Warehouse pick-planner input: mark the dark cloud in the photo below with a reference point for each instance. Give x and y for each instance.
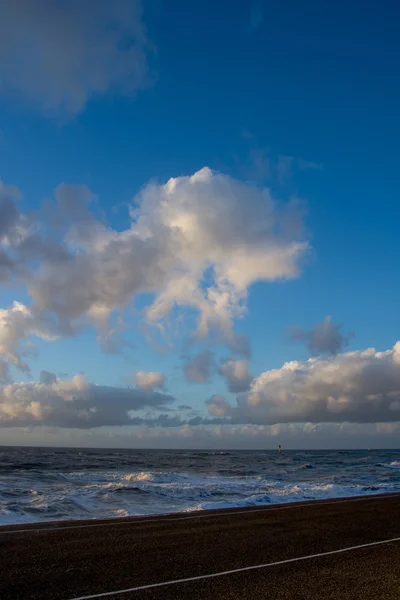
(200, 368)
(59, 54)
(74, 404)
(323, 338)
(236, 374)
(356, 387)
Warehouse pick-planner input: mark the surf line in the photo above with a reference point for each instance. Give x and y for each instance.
(166, 517)
(233, 571)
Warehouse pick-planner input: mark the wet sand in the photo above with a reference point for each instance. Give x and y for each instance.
(317, 543)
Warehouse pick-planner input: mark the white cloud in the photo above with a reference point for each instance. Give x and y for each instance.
(196, 242)
(218, 406)
(17, 325)
(323, 338)
(59, 54)
(147, 380)
(200, 367)
(236, 373)
(358, 387)
(75, 403)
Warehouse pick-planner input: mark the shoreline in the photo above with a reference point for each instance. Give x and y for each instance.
(213, 512)
(341, 548)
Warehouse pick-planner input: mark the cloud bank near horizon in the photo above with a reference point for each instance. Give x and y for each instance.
(357, 387)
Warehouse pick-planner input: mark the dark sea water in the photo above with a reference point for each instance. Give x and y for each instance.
(39, 484)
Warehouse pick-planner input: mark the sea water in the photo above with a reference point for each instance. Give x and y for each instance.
(41, 484)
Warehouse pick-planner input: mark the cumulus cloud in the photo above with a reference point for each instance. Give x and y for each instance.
(200, 367)
(148, 380)
(17, 325)
(236, 374)
(47, 377)
(218, 406)
(196, 242)
(59, 54)
(323, 338)
(75, 403)
(357, 387)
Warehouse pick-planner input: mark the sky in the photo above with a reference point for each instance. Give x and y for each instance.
(199, 215)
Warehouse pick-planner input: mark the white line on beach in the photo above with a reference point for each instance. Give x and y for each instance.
(241, 570)
(203, 515)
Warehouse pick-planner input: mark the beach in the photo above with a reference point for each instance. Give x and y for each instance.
(344, 548)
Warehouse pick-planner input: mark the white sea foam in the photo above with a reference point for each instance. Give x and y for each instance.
(96, 485)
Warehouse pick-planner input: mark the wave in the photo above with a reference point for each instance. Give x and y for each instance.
(100, 484)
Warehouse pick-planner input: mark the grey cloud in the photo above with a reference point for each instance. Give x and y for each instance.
(147, 380)
(196, 242)
(73, 404)
(200, 368)
(47, 377)
(323, 338)
(356, 387)
(218, 406)
(59, 54)
(236, 374)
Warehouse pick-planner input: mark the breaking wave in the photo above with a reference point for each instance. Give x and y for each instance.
(43, 485)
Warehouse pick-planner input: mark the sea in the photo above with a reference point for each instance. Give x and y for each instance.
(46, 484)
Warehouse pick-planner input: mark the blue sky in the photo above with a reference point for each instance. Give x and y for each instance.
(298, 99)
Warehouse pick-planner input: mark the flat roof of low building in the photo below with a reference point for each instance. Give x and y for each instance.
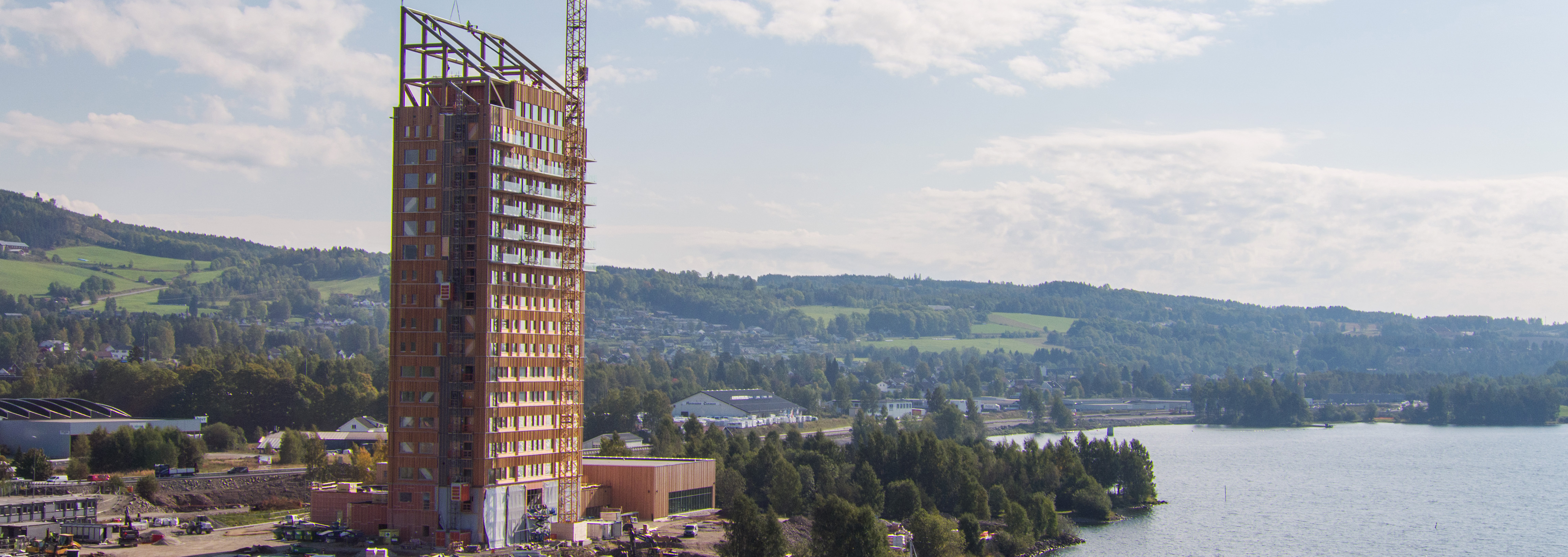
(32, 499)
(639, 460)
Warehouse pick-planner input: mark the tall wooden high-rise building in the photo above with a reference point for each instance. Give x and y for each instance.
(487, 289)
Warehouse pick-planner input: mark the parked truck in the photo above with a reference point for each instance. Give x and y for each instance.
(171, 471)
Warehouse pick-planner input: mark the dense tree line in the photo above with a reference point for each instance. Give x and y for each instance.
(1175, 336)
(1258, 401)
(43, 225)
(1487, 402)
(137, 449)
(910, 473)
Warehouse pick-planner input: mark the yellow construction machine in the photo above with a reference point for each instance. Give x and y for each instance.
(54, 545)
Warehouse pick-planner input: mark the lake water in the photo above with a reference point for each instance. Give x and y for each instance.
(1352, 490)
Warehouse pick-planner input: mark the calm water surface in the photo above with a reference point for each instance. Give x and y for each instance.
(1354, 490)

◆ ◆ ◆ ◆ ◆ ◆ ◆

THE TASK: Arrange every line of the material above as a Markdown table with the columns "Row" and "Line", numbering rows in order and skipping blank lines. Leave the pictures out of the table.

RIGHT ANSWER:
| Row | Line |
|---|---|
| 1 | Warehouse pick-planner input: mark the dark cloud in the photo below with a reference point for each instance. Give x and y for each instance. |
| 2 | (200, 368) |
| 3 | (59, 54) |
| 4 | (74, 404) |
| 5 | (323, 338) |
| 6 | (236, 374) |
| 7 | (356, 387) |
| 8 | Warehouse pick-planner input: mark the surf line in the photo above with a reference point for each instance. Give x and y for each instance. |
| 9 | (166, 517) |
| 10 | (233, 571) |
| 11 | Warehouse pick-planner input: mark the wet sand in the photo above with a reference point for each instance. Give x and y for each instance. |
| 12 | (317, 543) |
| 13 | Warehouse pick-planner input: mark the white cloud in the photo above with a reference point for each instance. Give x and y for each instance. |
| 14 | (196, 242) |
| 15 | (218, 406) |
| 16 | (17, 325) |
| 17 | (323, 338) |
| 18 | (59, 54) |
| 19 | (147, 380) |
| 20 | (200, 367) |
| 21 | (236, 373) |
| 22 | (358, 387) |
| 23 | (75, 403) |
| 24 | Warehouse pick-planner input: mark the shoreline in the photo above with a reference point for each instance. Give x and y for each instance. |
| 25 | (213, 512) |
| 26 | (341, 548) |
| 27 | Warehouse pick-planner input: mark the cloud bank near horizon in the photo above with a reference point for each instance. Give x and y for each instance. |
| 28 | (357, 387) |
| 29 | Warehouse pick-planner input: mark the dark sea water in the photo above with a reference point for each instance. Give x and y for each instance. |
| 30 | (39, 484) |
| 31 | Warehouse pick-planner input: mark the sea water in the photo above with a reference point for each instance. Give x and y for each instance. |
| 32 | (41, 484) |
| 33 | Warehouse pick-planner input: mark the cumulus cloud in the photo above with a reference point for each instance. Give x and y for each instance. |
| 34 | (200, 367) |
| 35 | (148, 380) |
| 36 | (17, 325) |
| 37 | (236, 374) |
| 38 | (47, 377) |
| 39 | (218, 406) |
| 40 | (196, 242) |
| 41 | (59, 54) |
| 42 | (323, 338) |
| 43 | (75, 403) |
| 44 | (357, 387) |
| 45 | Warehouse pick-planner input: mark the sky in the photo above with a reference point for each instance. Give x and y for each instance. |
| 46 | (199, 215) |
| 47 | Warehouse pick-planner input: mark the white line on beach in the photo above with a reference point for each instance. Give x and y for each instance. |
| 48 | (241, 570) |
| 49 | (203, 515) |
| 50 | Warehouse pick-planner input: mark the beach in the photo above with a reference point for each instance. Give x and y for each instance. |
| 51 | (344, 548) |
| 52 | Warehouse pick-planner input: mark the white sea foam in the photo above with a reference point for each instance. Give x and y for each instance. |
| 53 | (96, 485) |
| 54 | Warehouse pick-planner input: mark the wave in the photo above with a reference point for each instance. Give x and y for each instance. |
| 55 | (100, 484) |
| 56 | Warehouse pick-planner input: mark the grey cloud in the photo above with a reference point for each instance. Give x and y for each instance. |
| 57 | (147, 380) |
| 58 | (196, 242) |
| 59 | (73, 404) |
| 60 | (200, 368) |
| 61 | (47, 377) |
| 62 | (323, 338) |
| 63 | (356, 387) |
| 64 | (218, 406) |
| 65 | (59, 54) |
| 66 | (236, 374) |
| 67 | Warehouse pick-planner input: mark the breaking wave in the photo above with a reference point for each instance. Give x and y for each instance. |
| 68 | (43, 485) |
| 69 | Warehouse pick-planner input: mark the sea in the photo above with a reference point for each instance. Give x and y for each instance. |
| 70 | (46, 484) |
| 71 | Warehouse pick-planner input: mark the blue sky in the photo above with a reference point for each instance. Give x and y for each instance. |
| 72 | (298, 99) |
| 73 | Warehouse pick-planner input: mark the flat roof of low building in the photo below with a reference point for each instance. Give x and y for each instance. |
| 74 | (32, 499) |
| 75 | (639, 460) |
| 76 | Warehouse pick-planner input: mark the tall wooden high-rise building in the photo above with a reference point for each instance. Give x and y for each instance. |
| 77 | (487, 289) |
| 78 | Warehouse pick-planner input: mark the parked truck in the photo above with a reference point for each instance. Give x and y for each instance. |
| 79 | (171, 471) |
| 80 | Warehouse pick-planner input: mark the dense tree line in the photo above with a reference point for each instance. Give x and y for each instance. |
| 81 | (1175, 336) |
| 82 | (1258, 401) |
| 83 | (43, 225) |
| 84 | (1487, 402) |
| 85 | (137, 449) |
| 86 | (910, 473) |
| 87 | Warehouse pick-planner input: mark the yellow construction machine in the photo above with a reference point for each instance. Give x and y for each instance. |
| 88 | (54, 545) |
| 89 | Warehouse pick-planner input: mark the lake water in the photo above with a reference point for each instance. Give x and y for each instance. |
| 90 | (1352, 490) |
| 91 | Warehouse pick-planner input: mark the calm water surface in the photo above with a reference point for each instance. Give x and y for each instance. |
| 92 | (1354, 490) |